Copy all of the lines below word for word, but leave the pictures out.

Entries:

↓↓↓

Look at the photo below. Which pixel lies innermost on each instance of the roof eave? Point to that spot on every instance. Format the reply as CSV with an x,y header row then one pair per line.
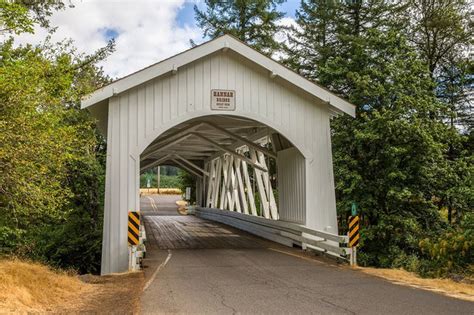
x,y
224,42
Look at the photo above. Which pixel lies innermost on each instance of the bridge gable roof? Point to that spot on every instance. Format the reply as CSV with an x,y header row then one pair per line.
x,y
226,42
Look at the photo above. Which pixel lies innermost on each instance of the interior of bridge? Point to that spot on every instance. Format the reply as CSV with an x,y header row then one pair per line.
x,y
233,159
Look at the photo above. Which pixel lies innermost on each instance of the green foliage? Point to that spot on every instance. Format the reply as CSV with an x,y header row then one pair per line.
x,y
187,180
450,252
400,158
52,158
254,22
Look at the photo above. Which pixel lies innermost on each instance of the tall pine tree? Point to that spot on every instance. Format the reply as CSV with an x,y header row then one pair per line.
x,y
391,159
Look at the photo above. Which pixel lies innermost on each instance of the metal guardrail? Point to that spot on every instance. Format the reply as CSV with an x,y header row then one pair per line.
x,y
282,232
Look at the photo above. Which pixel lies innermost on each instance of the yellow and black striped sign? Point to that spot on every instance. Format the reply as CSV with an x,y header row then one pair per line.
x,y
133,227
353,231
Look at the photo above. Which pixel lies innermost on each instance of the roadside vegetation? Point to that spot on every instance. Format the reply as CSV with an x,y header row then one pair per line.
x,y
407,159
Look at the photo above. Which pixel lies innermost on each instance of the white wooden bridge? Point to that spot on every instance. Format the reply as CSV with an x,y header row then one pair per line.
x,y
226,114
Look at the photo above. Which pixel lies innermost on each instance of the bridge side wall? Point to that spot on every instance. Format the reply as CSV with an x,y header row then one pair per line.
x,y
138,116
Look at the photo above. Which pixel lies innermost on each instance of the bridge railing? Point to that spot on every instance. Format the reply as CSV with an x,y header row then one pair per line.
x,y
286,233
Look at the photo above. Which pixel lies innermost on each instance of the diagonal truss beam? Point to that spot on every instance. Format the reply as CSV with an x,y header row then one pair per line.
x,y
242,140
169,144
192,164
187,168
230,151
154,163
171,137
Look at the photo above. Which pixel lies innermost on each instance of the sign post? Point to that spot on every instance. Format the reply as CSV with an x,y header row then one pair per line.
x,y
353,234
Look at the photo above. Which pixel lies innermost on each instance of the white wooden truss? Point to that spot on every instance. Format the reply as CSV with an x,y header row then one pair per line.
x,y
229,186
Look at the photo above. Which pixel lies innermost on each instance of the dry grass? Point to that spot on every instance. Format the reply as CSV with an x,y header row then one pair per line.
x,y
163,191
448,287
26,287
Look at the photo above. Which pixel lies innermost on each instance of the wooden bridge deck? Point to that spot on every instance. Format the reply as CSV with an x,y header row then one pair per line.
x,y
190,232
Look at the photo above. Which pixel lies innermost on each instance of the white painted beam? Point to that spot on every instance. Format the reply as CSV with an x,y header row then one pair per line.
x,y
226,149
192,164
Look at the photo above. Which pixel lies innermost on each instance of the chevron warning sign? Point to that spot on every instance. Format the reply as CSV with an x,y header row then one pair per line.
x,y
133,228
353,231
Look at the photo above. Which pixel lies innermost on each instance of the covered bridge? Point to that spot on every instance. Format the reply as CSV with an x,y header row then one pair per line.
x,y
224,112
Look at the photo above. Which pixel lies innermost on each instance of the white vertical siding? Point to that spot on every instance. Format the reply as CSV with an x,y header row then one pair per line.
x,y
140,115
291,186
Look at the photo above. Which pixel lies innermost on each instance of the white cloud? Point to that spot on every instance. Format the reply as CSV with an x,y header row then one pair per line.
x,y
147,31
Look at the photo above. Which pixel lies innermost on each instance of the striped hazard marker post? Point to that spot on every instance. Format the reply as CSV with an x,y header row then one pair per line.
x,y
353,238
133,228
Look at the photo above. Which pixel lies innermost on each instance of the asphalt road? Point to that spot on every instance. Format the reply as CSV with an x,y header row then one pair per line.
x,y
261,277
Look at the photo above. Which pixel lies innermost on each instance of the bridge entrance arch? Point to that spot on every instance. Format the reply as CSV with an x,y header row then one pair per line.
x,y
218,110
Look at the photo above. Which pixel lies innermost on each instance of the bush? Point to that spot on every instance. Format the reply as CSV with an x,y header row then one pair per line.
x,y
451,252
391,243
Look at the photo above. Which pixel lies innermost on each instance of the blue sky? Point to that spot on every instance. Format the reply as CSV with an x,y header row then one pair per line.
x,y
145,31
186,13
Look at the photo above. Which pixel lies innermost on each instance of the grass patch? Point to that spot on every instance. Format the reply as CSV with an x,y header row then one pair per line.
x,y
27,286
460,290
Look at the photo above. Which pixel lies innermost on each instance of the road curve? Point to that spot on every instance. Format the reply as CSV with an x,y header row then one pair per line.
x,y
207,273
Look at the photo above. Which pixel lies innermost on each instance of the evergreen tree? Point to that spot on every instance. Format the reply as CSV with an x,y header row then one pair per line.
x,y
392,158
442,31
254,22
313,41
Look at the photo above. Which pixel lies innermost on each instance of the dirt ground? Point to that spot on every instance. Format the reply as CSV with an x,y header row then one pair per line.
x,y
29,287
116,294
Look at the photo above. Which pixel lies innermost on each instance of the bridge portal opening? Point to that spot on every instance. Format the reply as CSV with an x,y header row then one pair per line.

↑↑↑

Expected output:
Look at the photo below. Which pixel lies innermost on each instance of the roof eave? Point to that spot on every instance. Format the reply as CSV with an x,y header row then one pair per line.
x,y
224,42
Look at the photo above. Which pixel lies innermost on each instance of the bridge gable roof? Point to that spot on every instance. Format the reply as CSV with an x,y header row then one pair per line.
x,y
226,42
Look at the photo above. Which pixel lies innermost on each instance of the interior of bridge? Point to that spot on every instance. Format the reply as CSV with an x,y header row then one pair per line.
x,y
233,159
Look at the photo above. Which pixel lies innermost on each instance of the green foliage? Point to that spot on every instance. Format the reply as CSV with an x,y header row then one pair per line.
x,y
187,180
450,252
400,158
52,158
254,22
Look at the photo above. Which pixel lies innermost on each instance of the tall pine tree? Point to that spot on every instance. Format the reply as CSV with an x,y header row then one pair per line.
x,y
391,159
Look at the photo above. Which pixel lies innermost on each instance of the metal guardrail? Point to that spot on every instance. Format the reply as CSV with an x,y header row then one pair per line.
x,y
282,232
Look at the photo above. Which pixel lies innermost on each instance of the yellow and black striped sign? Point to that spot on every instance. Format the reply as CSV with an x,y header row then one pair per line.
x,y
133,227
353,231
Look at the photo above. Which pixel lies innermost on each instance of the roadside vegetation? Point to that spot on every instance. Format the reply as CSV with an x,y header row then one pair per line.
x,y
407,159
Look at the photo above. Which pixel lies innermost on each instance of the white wooden bridge? Point to that spot on every instance. Format the reply as CSV with an x,y header row then one pair per line.
x,y
226,114
Look at the photo above. Which pixel lies innermost on each instance of the bridge side wall? Point to that spot on every instance. Format the reply as CSV with an x,y header row then one pair per line.
x,y
138,116
Look at the photo above. Which pixel lies innermost on each instance of the bridge railing? Point to that spot on every instance. Format the reply as CSV with an x,y header row then one pair per line.
x,y
286,233
Look at the photo above. Which pixel lies innermost on each instance of the diagonal truss beam? Point to that spot on every instance. Format the reply as CSV with an x,y header row then one pair per line.
x,y
242,140
169,144
192,164
187,168
230,151
154,163
171,137
Look at the photo above. Which pixel lies innermost on each instance of the sign post? Point to that spot on every instance. Format the reply as CSV with an x,y header row then one pair per line.
x,y
353,234
Look at the photo above. Which pixel lies innermost on each instance of the white wooden truss? Point to that spot on every instance. Format the reply as CSV with an x,y header row then one pair per line.
x,y
229,186
Look at the photo above. Which pixel lies innermost on each instance of the dry grass? Point to that spot on every instance. Format the reply as CSV with an x,y header row then one pair per line.
x,y
163,191
448,287
26,287
Look at the photo above. Which pixel lies innermost on each instance of the wooden bridge deck? Point to that spot on every instance. Format the reply as CSV with an x,y header row then one pair per line.
x,y
190,232
Look at the photo above. Which pixel lies innermost on each instance of the white painted beam? Point to that spot on every instance. Format the reply as CSV with an x,y header row then one pair per line.
x,y
226,149
192,164
Look at the photo above. Which pixel lies innermost on each instance of the chevron warning sign? Point to that spot on every instance. Format the reply as CSV with an x,y header row then one pair per line.
x,y
133,228
353,231
Look at the photo above. Which pixel lies innermost on each instance of the covered bridge? Point to that spot on every instance. Format the reply as CSV with an x,y header row then one pair per line.
x,y
224,112
Look at the photo above. Which pixel lies innermost on each instance of the white vertical siding? Point to that spot on every instance. Format the reply as CSV with an x,y header row then one pair per line.
x,y
140,115
291,186
Look at the photo above. Which pixel lies innermost on each instance of the white cloud? Point to that spot on every instance. Format the reply as CSV with an x,y header row then one pair per line.
x,y
147,31
Look at the photo above. Which pixel lies innermost on each instance of the striped hazard marker post? Point to that spot on every instance. Format the reply as CSV with an x,y header row then one pair per line.
x,y
353,238
133,228
Look at the photo above. Which pixel lies innermost on each instance of the asphalt road? Point to that spot on every instance. Format the reply as CSV with an x,y header row then one pair per line.
x,y
261,277
Look at the photo above. Which pixel lies innermost on each instance of the bridge entrance arch? Point to that spot on every instance. Format the reply as CSV with an x,y header row then one pair per line.
x,y
218,110
Look at the photo above. Which pixel lies innermost on each instance of the bush? Point to that spot on every instance. Format the reply as CSV with an x,y header row then one pair per line.
x,y
451,252
391,243
Look at the photo above. Which pixel lies innermost on each instance of the blue sky? Point to that spot on every instance. Format the reply as CSV with an x,y header row then one pair per line.
x,y
145,31
186,13
Look at the photo above. Which pixel lies innermost on each instance of the grass patch? Point to that spot on every instance. Format the reply as CSV with an x,y header row then one pair per line.
x,y
27,286
460,290
Look at the photo above. Which pixel lies innermost on each instance of the road curve? Point to that spot on every instance. Format the reply as CSV with an x,y header row then one pair per line.
x,y
207,273
Look at the photo above. Which pixel lies innermost on each instance of the evergreen tree? Point to that spot on every instance. Format the reply as CSV with an x,y header row then one pair per line.
x,y
392,158
442,31
254,22
313,41
Look at the photo above. Which pixel lies innermost on each instance of the dirt ground? Point to that spot on every instance. Format the reply as CSV with an x,y header row then one pair per line.
x,y
29,287
116,294
Look at the photo above. Which pixel lies innermost on each instance of the bridge portal opening? Point to that spot on every instance. Format the reply as CSV with an x,y header row then one pair per line.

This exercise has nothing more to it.